— EXERCISE TASKS —
A) Please retype the PyTorch notebook from "print(stoi)" up to and including "data = torch.tensor(encode(text), dtype=torch.long).to(device)".
B) In the PyTorch notebook, what value is assigned to the number of attention heads?
C) Check each statement against the PyTorch notebook. Answer yes or no, and quote the deciding words from the notebook.
(i) The text is converted to lower case after it is read.
(ii) The learning rate is set to 1e-2.
(iii) The dropout value is 0.2.

In [None]:
import torch
import torch.nn.functional as F
import torch.nn as nn
import string
import random
import matplotlib.pyplot as plt
import tqdm

%matplotlib inline

In [None]:
# --- Hyperparameters ---
context_length = 8
embedding_size = 32
num_heads = 4
num_layers = 4

batch_size = 64
dropout = 0.2

num_iterations = 10_000
learning_rate = 1e-3
use_subset = False
device = "cuda" if torch.cuda.is_available() else "cpu"

print(f"Using {device}")

In [None]:
text = open("data/wiki.txt", "r").read()
text = text.lower()

if use_subset:
    text = text[:1000]

print(f"Input has size: {len(text)}")
print()
print(text[:1000])

In [None]:
chars = sorted(list(set("".join(text))))

stoi = dict()
for c in chars:
    stoi[c] = len(stoi)

vocab_size = len(stoi)

itos = {i:s for s, i in stoi.items()}

print(stoi)
print(itos)

def encode(s):
    return [stoi[ch] for ch in s]

def decode(d):
    return "".join([itos[i] for i in d])

In [None]:
# Encode the entire dataset as a torch tensor
data = torch.tensor(encode(text), dtype=torch.long).to(device)
print(data.shape)
print()
print(data[:1000])

In [None]:
train_size = int(0.9 * len(data))
train_data = data[:train_size]
val_data = data[train_size:]
print(f"Train size: {len(train_data)}")
print(f"Validation size: {len(val_data)}")

In [None]:
def get_batch(split):
    data = train_data if split == "train" else val_data
    # Get batch_size indices into the array
    indices = torch.randint(len(data) - context_length, (batch_size,))
    x = torch.stack([data[i:i + context_length] for i in indices])
    y = torch.stack([data[i + 1:i + context_length + 1] for i in indices])
    return x, y

def print_batch_example():
    xb, yb = get_batch("train")
    print(xb.shape)
    print(xb)
    print(yb.shape)
    print(yb)

    for b in range(batch_size):
        for c in range(context_length):
            context = xb[b, :c + 1]
            targets = yb[b, c]
            print(f"{context} -> {targets}")

— Entries pointing to named objects —
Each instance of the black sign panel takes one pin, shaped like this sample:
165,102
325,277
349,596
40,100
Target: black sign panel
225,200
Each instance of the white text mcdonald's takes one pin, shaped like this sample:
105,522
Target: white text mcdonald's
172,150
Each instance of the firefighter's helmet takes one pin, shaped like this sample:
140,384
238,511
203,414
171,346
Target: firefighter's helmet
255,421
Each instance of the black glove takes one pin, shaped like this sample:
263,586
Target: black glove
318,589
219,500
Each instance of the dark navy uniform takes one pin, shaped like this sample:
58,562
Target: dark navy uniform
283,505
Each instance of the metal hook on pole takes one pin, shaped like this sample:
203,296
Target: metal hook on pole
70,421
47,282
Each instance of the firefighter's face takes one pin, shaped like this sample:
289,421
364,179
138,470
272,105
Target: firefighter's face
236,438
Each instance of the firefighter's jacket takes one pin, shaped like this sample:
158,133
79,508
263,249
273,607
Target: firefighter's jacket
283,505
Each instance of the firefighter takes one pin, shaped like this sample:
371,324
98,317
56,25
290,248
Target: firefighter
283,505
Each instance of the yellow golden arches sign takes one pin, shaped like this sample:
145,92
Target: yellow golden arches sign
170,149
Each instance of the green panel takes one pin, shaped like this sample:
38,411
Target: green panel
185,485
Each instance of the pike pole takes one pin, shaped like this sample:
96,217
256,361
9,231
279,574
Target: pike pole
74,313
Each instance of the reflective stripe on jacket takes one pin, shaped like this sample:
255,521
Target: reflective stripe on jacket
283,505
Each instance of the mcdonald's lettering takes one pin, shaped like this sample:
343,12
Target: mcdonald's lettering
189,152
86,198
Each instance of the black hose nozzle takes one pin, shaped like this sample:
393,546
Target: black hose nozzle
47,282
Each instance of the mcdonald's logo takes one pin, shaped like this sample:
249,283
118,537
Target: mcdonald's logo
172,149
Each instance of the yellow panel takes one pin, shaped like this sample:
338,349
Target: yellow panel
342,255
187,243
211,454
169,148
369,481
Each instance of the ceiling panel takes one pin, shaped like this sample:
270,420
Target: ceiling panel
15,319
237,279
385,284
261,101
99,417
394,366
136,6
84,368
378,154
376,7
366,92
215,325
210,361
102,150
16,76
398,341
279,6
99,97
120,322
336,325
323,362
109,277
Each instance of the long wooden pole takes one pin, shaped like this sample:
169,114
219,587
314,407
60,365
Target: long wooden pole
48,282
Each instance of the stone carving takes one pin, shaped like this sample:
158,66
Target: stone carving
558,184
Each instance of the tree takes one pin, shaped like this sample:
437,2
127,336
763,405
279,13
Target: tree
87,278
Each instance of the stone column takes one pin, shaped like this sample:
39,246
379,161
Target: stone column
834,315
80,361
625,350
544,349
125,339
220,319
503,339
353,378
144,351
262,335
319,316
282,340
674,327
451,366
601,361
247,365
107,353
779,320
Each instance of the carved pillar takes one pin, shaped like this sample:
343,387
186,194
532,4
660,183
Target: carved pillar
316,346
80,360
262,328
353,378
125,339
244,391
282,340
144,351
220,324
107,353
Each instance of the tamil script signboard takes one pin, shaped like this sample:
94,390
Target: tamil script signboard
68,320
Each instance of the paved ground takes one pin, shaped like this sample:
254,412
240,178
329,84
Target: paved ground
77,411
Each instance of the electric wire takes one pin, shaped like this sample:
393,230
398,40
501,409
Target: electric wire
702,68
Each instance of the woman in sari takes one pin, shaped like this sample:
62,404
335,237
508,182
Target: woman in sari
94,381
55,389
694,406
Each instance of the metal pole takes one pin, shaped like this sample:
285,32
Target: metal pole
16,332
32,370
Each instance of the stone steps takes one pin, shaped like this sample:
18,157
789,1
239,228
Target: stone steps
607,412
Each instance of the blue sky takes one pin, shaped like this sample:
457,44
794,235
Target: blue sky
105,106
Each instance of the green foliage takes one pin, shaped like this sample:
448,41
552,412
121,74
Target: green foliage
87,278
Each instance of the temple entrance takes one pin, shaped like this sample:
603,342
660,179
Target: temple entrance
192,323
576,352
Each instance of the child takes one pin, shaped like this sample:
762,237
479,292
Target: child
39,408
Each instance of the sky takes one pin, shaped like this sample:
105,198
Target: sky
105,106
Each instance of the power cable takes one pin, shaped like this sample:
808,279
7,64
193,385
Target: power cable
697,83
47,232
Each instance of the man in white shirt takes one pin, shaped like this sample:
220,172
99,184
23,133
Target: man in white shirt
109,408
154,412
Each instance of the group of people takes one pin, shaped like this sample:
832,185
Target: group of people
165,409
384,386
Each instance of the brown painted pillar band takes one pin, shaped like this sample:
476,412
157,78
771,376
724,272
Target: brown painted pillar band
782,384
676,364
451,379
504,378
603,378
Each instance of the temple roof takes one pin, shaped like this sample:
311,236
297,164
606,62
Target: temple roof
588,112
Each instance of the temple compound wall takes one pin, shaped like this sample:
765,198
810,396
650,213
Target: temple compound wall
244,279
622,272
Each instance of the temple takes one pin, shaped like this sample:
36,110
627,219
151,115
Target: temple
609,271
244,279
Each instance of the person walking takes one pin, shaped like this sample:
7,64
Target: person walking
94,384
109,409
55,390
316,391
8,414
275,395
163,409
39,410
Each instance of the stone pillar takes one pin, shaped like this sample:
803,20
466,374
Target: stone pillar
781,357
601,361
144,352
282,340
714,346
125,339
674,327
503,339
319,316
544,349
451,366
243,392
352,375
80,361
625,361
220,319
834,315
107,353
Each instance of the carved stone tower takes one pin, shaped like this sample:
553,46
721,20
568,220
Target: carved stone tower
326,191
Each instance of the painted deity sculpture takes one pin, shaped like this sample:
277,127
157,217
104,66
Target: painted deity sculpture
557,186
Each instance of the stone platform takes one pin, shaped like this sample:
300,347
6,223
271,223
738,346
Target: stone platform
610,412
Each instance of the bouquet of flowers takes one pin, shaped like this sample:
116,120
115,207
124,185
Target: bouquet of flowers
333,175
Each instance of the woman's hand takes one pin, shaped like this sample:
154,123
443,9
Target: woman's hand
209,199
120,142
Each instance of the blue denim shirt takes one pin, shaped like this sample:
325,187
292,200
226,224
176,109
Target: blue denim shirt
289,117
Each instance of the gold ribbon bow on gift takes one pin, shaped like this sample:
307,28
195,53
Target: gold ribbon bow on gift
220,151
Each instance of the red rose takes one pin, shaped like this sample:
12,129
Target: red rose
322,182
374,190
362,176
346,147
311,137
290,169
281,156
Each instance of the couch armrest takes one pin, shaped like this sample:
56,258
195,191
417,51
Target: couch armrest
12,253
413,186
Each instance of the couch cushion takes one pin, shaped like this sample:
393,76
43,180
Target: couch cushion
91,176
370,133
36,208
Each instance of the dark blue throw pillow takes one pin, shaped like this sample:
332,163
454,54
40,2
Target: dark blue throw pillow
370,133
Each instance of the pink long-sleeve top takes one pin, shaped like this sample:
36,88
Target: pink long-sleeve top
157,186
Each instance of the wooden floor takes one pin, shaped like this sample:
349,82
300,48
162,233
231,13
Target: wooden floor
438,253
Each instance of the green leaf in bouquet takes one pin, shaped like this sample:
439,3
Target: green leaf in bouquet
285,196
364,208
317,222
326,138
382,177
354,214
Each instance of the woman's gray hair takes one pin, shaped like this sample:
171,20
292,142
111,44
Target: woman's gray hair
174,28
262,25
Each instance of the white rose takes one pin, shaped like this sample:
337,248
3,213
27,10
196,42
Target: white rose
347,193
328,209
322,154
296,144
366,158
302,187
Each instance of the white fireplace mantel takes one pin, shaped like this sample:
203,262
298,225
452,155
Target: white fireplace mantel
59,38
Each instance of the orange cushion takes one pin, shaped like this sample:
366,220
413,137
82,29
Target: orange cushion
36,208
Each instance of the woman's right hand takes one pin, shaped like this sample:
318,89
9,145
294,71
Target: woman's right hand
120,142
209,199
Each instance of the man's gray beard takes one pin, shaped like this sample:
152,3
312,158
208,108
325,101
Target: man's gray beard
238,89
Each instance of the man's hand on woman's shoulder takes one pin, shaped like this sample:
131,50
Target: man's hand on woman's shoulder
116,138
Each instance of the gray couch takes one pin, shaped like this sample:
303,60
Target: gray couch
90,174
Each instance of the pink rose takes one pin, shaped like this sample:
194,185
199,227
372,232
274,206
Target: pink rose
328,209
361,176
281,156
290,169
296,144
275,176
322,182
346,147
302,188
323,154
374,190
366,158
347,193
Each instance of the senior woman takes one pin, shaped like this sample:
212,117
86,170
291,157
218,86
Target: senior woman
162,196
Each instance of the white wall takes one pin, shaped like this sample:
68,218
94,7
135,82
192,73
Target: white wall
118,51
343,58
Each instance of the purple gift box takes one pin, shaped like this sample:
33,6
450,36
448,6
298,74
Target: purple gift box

— RESULTS BY TASK —
A)
print(stoi)
print(itos)

def encode(s):
    return [stoi[ch] for ch in s]

def decode(d):
    return "".join([itos[i] for i in d])

In [None]:
# Encode the entire dataset as a torch tensor
data = torch.tensor(encode(text), dtype=torch.long).to(device)

B) The number of attention heads is set to 4 (num_heads = 4).

C)
(i) Yes: "text = text.lower()"
(ii) No: "learning_rate = 1e-3"
(iii) Yes: "dropout = 0.2"